What to work on
Rewrite the stretch of the records from the start through the line containing "[[[0,308],[93,308],[90,268],[70,234],[55,163],[2,158]]]", both ends included and with the requests kept. Scale every polygon coordinate in the answers by 0.55, rounding each to a whole number with halves going up.

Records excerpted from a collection
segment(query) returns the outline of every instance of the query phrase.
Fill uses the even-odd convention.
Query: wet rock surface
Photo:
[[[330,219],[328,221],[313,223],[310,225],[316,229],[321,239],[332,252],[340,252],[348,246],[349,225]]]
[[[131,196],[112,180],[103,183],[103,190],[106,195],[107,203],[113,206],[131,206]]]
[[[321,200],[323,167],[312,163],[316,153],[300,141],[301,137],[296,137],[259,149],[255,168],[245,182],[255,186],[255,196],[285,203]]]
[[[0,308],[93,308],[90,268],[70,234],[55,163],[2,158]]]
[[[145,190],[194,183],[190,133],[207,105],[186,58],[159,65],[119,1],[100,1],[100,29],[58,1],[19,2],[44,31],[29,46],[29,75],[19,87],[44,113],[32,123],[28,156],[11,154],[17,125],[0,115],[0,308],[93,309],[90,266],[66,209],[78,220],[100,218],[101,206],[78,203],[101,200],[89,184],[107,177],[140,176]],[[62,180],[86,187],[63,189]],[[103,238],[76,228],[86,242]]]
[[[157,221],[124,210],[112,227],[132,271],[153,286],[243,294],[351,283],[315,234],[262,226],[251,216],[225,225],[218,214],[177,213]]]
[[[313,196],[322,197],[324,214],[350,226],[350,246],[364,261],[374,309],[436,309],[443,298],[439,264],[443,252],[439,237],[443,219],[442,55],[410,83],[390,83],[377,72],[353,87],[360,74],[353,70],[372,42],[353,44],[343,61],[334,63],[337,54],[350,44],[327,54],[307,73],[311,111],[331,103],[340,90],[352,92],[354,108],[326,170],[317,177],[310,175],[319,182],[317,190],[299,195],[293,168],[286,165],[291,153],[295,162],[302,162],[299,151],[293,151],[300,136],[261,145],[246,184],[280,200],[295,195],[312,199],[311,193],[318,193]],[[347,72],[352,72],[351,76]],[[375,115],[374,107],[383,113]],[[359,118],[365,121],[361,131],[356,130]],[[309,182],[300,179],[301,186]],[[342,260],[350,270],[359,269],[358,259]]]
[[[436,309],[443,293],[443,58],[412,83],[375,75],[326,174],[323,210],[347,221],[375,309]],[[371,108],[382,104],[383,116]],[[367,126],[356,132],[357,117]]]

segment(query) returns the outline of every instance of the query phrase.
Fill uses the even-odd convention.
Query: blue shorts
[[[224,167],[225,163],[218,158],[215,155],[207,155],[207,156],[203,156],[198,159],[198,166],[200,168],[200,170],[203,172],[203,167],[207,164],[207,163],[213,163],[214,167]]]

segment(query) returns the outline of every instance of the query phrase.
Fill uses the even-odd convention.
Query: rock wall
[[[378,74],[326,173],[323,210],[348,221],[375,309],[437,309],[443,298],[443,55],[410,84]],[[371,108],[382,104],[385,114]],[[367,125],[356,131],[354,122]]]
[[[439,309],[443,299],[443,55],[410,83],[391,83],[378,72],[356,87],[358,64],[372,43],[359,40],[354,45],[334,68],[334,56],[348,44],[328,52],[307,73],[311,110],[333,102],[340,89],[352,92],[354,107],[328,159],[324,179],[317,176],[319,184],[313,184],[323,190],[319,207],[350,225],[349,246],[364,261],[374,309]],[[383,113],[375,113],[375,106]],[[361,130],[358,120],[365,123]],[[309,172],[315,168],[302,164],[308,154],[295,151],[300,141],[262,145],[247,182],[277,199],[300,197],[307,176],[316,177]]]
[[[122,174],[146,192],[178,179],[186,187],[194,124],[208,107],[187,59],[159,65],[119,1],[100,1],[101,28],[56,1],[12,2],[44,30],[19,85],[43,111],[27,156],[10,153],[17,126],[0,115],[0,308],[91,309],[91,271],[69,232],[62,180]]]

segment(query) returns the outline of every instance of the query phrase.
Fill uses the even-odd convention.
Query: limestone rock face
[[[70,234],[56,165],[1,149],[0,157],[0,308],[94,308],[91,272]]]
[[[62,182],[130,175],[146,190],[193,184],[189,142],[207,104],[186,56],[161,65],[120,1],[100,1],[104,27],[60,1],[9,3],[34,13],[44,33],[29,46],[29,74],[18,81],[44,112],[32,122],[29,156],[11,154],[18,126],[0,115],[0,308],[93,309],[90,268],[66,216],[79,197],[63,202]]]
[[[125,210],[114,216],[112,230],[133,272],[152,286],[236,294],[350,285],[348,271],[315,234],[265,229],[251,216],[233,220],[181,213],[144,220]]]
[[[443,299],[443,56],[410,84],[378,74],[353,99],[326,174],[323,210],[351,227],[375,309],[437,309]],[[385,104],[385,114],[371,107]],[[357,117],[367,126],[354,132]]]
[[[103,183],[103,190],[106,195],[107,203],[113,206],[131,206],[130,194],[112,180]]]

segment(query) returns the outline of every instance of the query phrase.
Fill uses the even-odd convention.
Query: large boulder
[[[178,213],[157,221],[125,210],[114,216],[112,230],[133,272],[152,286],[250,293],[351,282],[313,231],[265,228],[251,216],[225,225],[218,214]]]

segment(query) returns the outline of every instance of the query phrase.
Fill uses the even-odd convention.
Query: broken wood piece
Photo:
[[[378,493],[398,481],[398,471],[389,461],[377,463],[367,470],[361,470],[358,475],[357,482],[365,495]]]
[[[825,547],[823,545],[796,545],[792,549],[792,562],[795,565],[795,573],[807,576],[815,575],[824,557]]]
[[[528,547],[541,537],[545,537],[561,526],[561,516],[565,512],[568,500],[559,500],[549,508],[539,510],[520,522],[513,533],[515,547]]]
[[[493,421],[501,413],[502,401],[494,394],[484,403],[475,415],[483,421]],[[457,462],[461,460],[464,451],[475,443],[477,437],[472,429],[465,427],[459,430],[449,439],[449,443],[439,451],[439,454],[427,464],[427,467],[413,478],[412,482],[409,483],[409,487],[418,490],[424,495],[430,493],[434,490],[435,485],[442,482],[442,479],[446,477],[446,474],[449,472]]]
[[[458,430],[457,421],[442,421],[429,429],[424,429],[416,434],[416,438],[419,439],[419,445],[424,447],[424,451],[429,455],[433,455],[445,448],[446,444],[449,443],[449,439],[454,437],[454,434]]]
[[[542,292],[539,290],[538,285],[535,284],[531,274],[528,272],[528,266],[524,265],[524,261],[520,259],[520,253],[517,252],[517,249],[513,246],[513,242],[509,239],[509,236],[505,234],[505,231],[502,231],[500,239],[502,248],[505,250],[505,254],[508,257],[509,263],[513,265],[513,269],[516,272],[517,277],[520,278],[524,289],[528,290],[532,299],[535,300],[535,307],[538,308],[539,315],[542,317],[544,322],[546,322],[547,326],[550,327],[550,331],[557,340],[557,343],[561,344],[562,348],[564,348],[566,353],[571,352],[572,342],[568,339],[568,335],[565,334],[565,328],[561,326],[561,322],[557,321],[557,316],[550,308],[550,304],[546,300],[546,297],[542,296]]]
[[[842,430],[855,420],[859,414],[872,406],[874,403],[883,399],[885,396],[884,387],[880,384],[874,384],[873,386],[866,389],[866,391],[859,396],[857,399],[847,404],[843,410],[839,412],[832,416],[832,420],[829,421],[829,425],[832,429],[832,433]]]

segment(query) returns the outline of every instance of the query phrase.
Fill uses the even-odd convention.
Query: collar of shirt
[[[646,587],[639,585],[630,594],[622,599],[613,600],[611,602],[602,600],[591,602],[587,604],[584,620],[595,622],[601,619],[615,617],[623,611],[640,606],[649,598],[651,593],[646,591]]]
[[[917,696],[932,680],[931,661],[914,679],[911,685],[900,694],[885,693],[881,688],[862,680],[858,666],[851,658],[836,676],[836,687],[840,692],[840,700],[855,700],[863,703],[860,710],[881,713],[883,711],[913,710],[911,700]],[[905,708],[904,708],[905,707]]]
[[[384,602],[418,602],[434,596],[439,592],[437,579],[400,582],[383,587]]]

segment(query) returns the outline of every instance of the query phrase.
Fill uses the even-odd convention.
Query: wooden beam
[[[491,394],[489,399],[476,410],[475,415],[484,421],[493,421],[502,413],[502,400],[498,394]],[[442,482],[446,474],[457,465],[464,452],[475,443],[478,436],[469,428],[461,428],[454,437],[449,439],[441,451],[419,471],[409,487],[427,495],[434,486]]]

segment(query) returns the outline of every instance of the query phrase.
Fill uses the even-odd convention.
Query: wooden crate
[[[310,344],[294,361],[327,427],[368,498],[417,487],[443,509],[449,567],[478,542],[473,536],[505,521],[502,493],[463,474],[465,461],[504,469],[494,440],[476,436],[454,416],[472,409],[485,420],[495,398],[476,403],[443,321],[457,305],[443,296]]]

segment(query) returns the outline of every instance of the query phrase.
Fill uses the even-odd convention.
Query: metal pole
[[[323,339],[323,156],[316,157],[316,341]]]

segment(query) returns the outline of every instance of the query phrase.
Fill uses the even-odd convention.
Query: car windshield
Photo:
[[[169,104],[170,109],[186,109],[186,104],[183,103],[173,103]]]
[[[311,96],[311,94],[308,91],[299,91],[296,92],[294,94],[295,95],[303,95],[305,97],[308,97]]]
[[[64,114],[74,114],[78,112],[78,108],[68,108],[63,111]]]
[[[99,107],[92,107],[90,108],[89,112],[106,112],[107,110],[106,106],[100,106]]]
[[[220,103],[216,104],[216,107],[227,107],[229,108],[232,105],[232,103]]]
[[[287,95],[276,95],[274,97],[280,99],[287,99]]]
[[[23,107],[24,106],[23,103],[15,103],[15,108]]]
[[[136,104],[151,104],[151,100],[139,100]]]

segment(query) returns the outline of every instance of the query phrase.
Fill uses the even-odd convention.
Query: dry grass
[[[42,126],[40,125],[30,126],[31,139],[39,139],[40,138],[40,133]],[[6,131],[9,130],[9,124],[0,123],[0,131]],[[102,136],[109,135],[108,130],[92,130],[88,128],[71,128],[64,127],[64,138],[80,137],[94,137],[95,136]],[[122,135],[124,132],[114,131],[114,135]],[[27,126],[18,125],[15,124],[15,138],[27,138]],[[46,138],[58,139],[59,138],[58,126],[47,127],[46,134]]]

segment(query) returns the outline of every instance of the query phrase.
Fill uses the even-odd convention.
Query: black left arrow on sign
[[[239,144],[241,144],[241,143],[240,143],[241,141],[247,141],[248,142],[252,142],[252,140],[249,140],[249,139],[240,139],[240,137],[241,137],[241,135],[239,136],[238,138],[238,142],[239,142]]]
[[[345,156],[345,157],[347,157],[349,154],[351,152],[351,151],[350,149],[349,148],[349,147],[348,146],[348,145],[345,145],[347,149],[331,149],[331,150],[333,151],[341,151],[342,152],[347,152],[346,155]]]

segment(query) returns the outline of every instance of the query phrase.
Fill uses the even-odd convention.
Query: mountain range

Exercise output
segment(query) returns the outline of every instance of the query phrase.
Fill uses the even-odd convention.
Query: wet rock surface
Photo:
[[[182,120],[180,122],[172,123],[171,124],[174,126],[177,131],[183,139],[187,139],[191,135],[192,124]]]
[[[72,108],[62,99],[57,101],[57,105],[58,107],[59,112],[62,113],[72,113]]]
[[[177,110],[178,92],[172,90],[174,84],[165,78],[166,75],[163,75],[142,82],[140,92],[135,100],[140,102],[140,108],[157,112]]]
[[[0,169],[51,169],[50,147],[39,129],[30,90],[1,87]]]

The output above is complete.